* [EXERCÍCIO PROPOSTO 1] Resuma o texto apresentado em exatamente duas frases.
* [EXERCÍCIO PROPOSTO 2] De acordo com o texto apresentado, em quais níveis de conceitualização da língua escrita as escolas solicitam que as crianças das classes de alfabetização sejam classificadas?

* [TEXTO APRESENTADO]

───

Uma das contribuições que as análises culturais tem trazido para a educação é a de ressaltar o caráter pedagógico de instâncias que operam para além dos muros da escola, outros tempos e espaços de produção de subjetividades, ao que parece até mais poderosos do que a educação formal, historicamente a cargo das instituições escolares. Isto é da maior relevância, sobretudo se considerarmos que quando as crianças chegam às nossas salas de aula já foram subjetivadas pelos textos culturais da mídia, que provê materiais dirigidos à produção de suas identidades sociais e a sua inserção nas chamadas sociedades tecnocapitalistas contemporâneas (Kellner, 2001). Contudo, os estudos culturais nos oferecem ferramentas conceituais para olharmos também para a educação escolar. O convite deste pequeno texto é justamente este: o de olharmos para a alfabetização de nossas crianças a partir de algumas contribuições que nos são oferecidas pelas análises culturais mais recentes. À revelia de uma crise sem precedentes na cultura da escrita (Sarlo, 2002), é para as classes de alfabetização que eu dirijo minha atenção.
Os últimos anos do século XX testemunharam a consolidação da pedagogia construtivista(1) como o discurso dominante na educação escolar brasileira. Desde a escola básica, passando pelos cursos de formação de professores de nível médio, até a universidade, o que se constata é a hegemonia de um discurso pedagógico que toma como postulados alguns axiomas da psicologia genética de Jean Piaget e, especialmente, porções do pensamento da argentina Emília Ferreiro, a quem se atribui a ?descoberta? do processo (psicogenético) de aquisição da língua escrita. Um contato mais estreito com professores e professoras da escola básica revela que seus conhecimentos acerca da epistemologia genética não vão muito além da capacidade de caracterizar os estágios de desenvolvimento estabelecidos pelo psicólogo suíço - sensório motor, pré-operatório, operatório concreto e operatório formal. No que se refere aos saberes da psicogênese da língua escrita, a situação é bastante similar. De uma maneira geral, os departamentos pedagógicos e administrativos das escolas solicitam a classificação das crianças das classes de alfabetização nos chamados níveis de conceitualização da língua escrita - pré-silábico, silábico, silábico-alfabético, alfabético. De fato, desde as professoras mais antigas, com largo tempo de experiência alfabetizando crianças de todas as classes sociais, até as recém egressas dos cursos de formação de professores, todas são capazes de classificar seus alunos e alunas em um daqueles níveis, e mesmo discorrer longamente sobre a organização de uma sala de aula construtivista. Assim, pode-se dizer que o construtivismo estaria funcionando como o regime de verdade da educação brasileira contemporânea, estabelecendo certas regras, sancionando alguns enunciados e interditando outros tantos, regulando as ações dos professores e professoras, na medida em que estabelece um campo de visibilidade e de dizibilidade acerca das coisas da sala de aula.

───

* [LINHAS FORNECIDAS]
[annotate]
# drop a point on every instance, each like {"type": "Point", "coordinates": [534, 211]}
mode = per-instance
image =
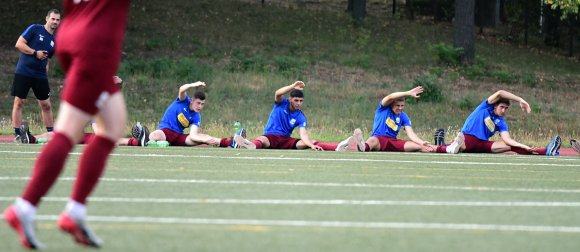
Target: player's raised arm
{"type": "Point", "coordinates": [183, 89]}
{"type": "Point", "coordinates": [394, 96]}
{"type": "Point", "coordinates": [279, 94]}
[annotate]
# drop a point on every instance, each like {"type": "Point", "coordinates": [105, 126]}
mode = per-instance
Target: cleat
{"type": "Point", "coordinates": [136, 129]}
{"type": "Point", "coordinates": [242, 133]}
{"type": "Point", "coordinates": [24, 227]}
{"type": "Point", "coordinates": [143, 136]}
{"type": "Point", "coordinates": [553, 149]}
{"type": "Point", "coordinates": [357, 137]}
{"type": "Point", "coordinates": [25, 135]}
{"type": "Point", "coordinates": [244, 143]}
{"type": "Point", "coordinates": [575, 145]}
{"type": "Point", "coordinates": [439, 137]}
{"type": "Point", "coordinates": [454, 147]}
{"type": "Point", "coordinates": [343, 146]}
{"type": "Point", "coordinates": [79, 230]}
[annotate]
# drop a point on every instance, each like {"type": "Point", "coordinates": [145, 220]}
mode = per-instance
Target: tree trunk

───

* [RESPOSTA AO EXERCÍCIO 1] O texto propõe examinar a alfabetização das crianças a partir de contribuições das análises culturais, que ressaltam o caráter pedagógico de instâncias situadas além dos muros da escola, como a mídia. Afirma também que, nos últimos anos do século XX, a pedagogia construtivista se consolidou como discurso dominante na educação escolar brasileira e passou a funcionar como seu regime de verdade, regulando as ações de professores e professoras.

* [RESPOSTA AO EXERCÍCIO 2] Pré-silábico, silábico, silábico-alfabético e alfabético.